## start Data for processing
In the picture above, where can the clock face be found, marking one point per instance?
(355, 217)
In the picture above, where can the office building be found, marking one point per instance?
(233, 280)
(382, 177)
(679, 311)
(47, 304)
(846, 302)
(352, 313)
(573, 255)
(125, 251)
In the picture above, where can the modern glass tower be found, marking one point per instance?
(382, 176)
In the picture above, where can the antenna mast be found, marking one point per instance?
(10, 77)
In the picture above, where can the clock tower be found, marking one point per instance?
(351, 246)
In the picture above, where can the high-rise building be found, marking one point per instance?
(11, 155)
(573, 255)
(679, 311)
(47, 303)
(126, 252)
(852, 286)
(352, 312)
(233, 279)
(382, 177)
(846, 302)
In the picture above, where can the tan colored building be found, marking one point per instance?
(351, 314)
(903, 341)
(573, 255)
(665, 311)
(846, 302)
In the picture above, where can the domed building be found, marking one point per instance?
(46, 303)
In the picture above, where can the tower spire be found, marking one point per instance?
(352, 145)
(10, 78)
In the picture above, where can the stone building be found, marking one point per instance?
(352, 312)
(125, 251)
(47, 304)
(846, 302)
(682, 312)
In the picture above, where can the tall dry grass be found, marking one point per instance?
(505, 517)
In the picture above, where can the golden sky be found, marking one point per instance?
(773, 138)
## end Data for processing
## start Data for processing
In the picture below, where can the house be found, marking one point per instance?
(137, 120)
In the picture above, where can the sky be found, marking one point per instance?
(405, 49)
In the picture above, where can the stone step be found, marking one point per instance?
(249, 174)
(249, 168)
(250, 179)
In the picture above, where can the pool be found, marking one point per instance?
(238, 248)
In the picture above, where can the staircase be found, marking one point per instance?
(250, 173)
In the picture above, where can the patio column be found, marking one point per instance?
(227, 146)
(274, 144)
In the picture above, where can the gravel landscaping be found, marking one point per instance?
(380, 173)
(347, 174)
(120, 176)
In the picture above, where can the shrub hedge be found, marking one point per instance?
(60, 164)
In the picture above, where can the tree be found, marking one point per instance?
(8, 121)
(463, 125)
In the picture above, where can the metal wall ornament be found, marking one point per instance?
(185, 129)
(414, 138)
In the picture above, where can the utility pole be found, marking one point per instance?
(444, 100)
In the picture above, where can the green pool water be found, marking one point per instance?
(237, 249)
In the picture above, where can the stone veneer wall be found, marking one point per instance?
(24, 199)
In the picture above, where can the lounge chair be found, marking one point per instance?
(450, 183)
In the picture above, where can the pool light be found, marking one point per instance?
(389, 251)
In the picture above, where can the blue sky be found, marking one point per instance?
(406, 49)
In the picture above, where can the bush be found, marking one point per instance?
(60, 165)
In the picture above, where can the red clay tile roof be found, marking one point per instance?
## end Data for processing
## start Data for processing
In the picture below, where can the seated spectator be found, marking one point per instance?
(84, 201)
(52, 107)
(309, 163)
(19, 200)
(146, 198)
## end Data for processing
> Problem to solve
Reproduce the lines from the line with "In the picture above, where can the blue" up to and including the line with "In the picture above, where can the red", changing "be found" to "be located" and leaving everything else unchanged.

> Written answer
In the picture above, where can the blue sky be located, marking one point per instance?
(406, 49)
In the picture above, where can the bush be located, marking one point per instance?
(60, 165)
In the picture above, where can the red clay tile roof be located, marking one point per instance?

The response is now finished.